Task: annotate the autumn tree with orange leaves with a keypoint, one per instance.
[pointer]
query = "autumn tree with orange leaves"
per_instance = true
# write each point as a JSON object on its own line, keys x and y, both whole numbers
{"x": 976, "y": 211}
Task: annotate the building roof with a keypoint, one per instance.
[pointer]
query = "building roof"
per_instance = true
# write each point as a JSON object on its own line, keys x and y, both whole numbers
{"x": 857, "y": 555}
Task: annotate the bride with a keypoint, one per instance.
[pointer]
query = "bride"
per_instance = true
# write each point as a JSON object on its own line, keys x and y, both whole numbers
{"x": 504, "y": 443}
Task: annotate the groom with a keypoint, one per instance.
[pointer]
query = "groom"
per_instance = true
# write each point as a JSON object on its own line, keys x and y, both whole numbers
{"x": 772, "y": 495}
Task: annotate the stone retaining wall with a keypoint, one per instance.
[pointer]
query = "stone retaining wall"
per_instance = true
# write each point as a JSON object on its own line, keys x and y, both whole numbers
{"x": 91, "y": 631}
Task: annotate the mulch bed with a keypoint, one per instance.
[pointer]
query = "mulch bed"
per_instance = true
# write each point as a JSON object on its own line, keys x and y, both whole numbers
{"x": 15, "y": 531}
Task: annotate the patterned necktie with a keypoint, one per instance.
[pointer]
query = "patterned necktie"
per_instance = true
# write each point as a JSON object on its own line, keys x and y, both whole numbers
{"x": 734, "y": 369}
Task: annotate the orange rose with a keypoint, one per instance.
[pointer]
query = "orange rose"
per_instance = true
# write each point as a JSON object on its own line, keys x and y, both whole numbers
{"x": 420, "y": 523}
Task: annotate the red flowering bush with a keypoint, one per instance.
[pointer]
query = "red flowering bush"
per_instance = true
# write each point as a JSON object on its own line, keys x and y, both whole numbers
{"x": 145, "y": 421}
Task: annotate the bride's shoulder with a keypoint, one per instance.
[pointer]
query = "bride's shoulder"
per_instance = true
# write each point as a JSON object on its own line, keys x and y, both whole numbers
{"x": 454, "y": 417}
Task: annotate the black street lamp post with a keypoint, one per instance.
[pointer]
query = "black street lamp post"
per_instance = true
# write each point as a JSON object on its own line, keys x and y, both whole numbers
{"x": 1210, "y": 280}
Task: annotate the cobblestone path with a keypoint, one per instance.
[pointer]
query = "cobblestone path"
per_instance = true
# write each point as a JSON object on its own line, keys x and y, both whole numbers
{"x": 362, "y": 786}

::::

Exercise brief →
Put every line of the entries above into a JSON list of strings, one string per line, leaving out any blank lines.

Answer to the problem →
[
  "Task: annotate the autumn tree with orange leaves with a keypoint, one per instance.",
  "[pointer]",
  "query = \"autumn tree with orange leaves\"",
  "per_instance = true",
  "# write each point as a JSON object on its own line, keys x and y, both whole numbers",
  "{\"x\": 976, \"y\": 211}",
  "Task: annotate the building roof with a keypoint, one per instance.",
  "[pointer]",
  "query = \"building roof\"",
  "per_instance = true",
  "# write each point as a JSON object on its own line, keys x and y, both whole numbers",
  "{\"x\": 857, \"y\": 555}",
  "Task: annotate the bride with a keypoint, one per instance.",
  "[pointer]",
  "query = \"bride\"",
  "per_instance = true",
  "# write each point as a JSON object on its own line, keys x and y, both whole numbers",
  "{\"x\": 504, \"y\": 443}",
  "Task: annotate the groom with a keypoint, one per instance.",
  "[pointer]",
  "query = \"groom\"",
  "per_instance = true",
  "# write each point as a JSON object on its own line, keys x and y, both whole numbers",
  "{\"x\": 772, \"y\": 495}",
  "Task: annotate the stone retaining wall with a keypoint, one per instance.",
  "[pointer]",
  "query = \"stone retaining wall\"",
  "per_instance = true",
  "# write each point as a JSON object on its own line, keys x and y, both whole numbers",
  "{\"x\": 91, \"y\": 631}",
  "Task: annotate the mulch bed with a keypoint, one per instance.",
  "[pointer]",
  "query = \"mulch bed\"",
  "per_instance = true",
  "# write each point as a JSON object on its own line, keys x and y, both whole numbers",
  "{\"x\": 15, \"y\": 531}",
  "Task: annotate the patterned necktie with a keypoint, one per instance.",
  "[pointer]",
  "query = \"patterned necktie\"",
  "per_instance = true",
  "# write each point as a JSON object on its own line, keys x and y, both whole numbers",
  "{\"x\": 734, \"y\": 369}",
  "Task: annotate the orange rose with a keypoint, one per instance.",
  "[pointer]",
  "query = \"orange rose\"",
  "per_instance = true",
  "# write each point as a JSON object on its own line, keys x and y, both whole numbers",
  "{\"x\": 420, \"y\": 523}",
  "Task: annotate the red flowering bush with a keypoint, one per instance.",
  "[pointer]",
  "query = \"red flowering bush\"",
  "per_instance = true",
  "# write each point as a JSON object on its own line, keys x and y, both whole numbers",
  "{\"x\": 145, \"y\": 421}",
  "Task: annotate the bride's shoulder with a keypoint, one per instance.",
  "[pointer]",
  "query = \"bride's shoulder\"",
  "per_instance = true",
  "# write each point as a JSON object on its own line, keys x and y, both whole numbers",
  "{\"x\": 454, \"y\": 417}",
  "Task: annotate the black street lamp post with a keypoint, one per instance.",
  "[pointer]",
  "query = \"black street lamp post\"",
  "per_instance = true",
  "# write each point as a JSON object on its own line, keys x and y, both whole numbers",
  "{\"x\": 1210, \"y\": 280}",
  "Task: annotate the cobblestone path with a keypoint, one per instance.",
  "[pointer]",
  "query = \"cobblestone path\"",
  "per_instance = true",
  "# write each point as a JSON object on its own line, keys x and y, both whole numbers",
  "{\"x\": 362, \"y\": 786}"
]